How to translate professional integrity in commercial reality? I=QxA!

I always felt sorry for the many famous artists in the Renaissance, who needed to compromise the quality of their work and their artistic integrity, in order to make sure their art suited the requirements of their patrons.

Passion

Because my work provides me with an opportunity to express and develop myself, I have always been passionate about it. I loved studying organizational sociology, business administration, and executive coaching. To this day I enjoy reading business books, magazines, and blogs about the area where people, organizations, and business objectives meet.

As a management consultant, this passion drives me to define and implement the best possible solutions for my clients. I have very clear ideas about what my clients need, and what the ideal solution to satisfy this need should look like.

Unfortunately, most of my clients also have pretty strong ideas about what their needs are, and what their ideal solution should look like…

For this reason, I used to literally cringe when my clients told me they wanted to adapt the recommended solutions I had in mind for them.

Artistic integrity?

I used to find these situations very difficult to deal with because I had the idea that the intrinsic quality of my advice was affected. Not hindered by any sense of false modesty, I compared myself to the aforementioned renaissance artists who needed to compromise their artistic integrity.

This feeling became so strong, that, at a certain moment in my career, I was considering returning an assignment back to my customer, because I felt I could not put enough of my thinking into the product and felt a loss of engagement.

One question

This all changed when I discussed my sentiments regarding a specific project with an executive coach. She patiently listened to my venting, and then asked one question that really hit home to me.
+--
## INSTRUCTIONS TO FOLLOW:
Extend the essay on professional integrity in consulting, starting right after its last sentence.

## DATA EXCERPT:
+--
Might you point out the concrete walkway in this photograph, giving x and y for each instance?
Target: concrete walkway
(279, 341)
+--
## RESPONSE TO THE EXERCISE:
‘You always talk about your project, however, is it your project, or the project of your client?’. 

I was dumbfounded by her question. 

Of course, it was not my project, but the project of my client! After all, not only did my client pay for it, my client also bore the accountability for the project in her organization.

Since that crucial conversation, my attitude to my consulting work fundamentally changed. 

Rather than being afraid that the wishes of clients will affect the intrinsic quality of my solution, I started to look forward to discussions with my clients as joint problem-solving and co-creation sessions. I realized that the art of management consultancy could be better compared with that of architects, than free artists.

L’art pour l’art?

Funnily enough this development in my thinking ran parallel to another development in my attitude regarding my work. For a long time I was not concerned with the fact whether my clients would take over my advice or not. Instead I was primarily concerned with the intellectual quality of my findings and recommendations. If my clients did not take my advice, I considered this to be ‘their bad’: I was satisfied to have given the best intellectual contribution I was capable of to solve their problem.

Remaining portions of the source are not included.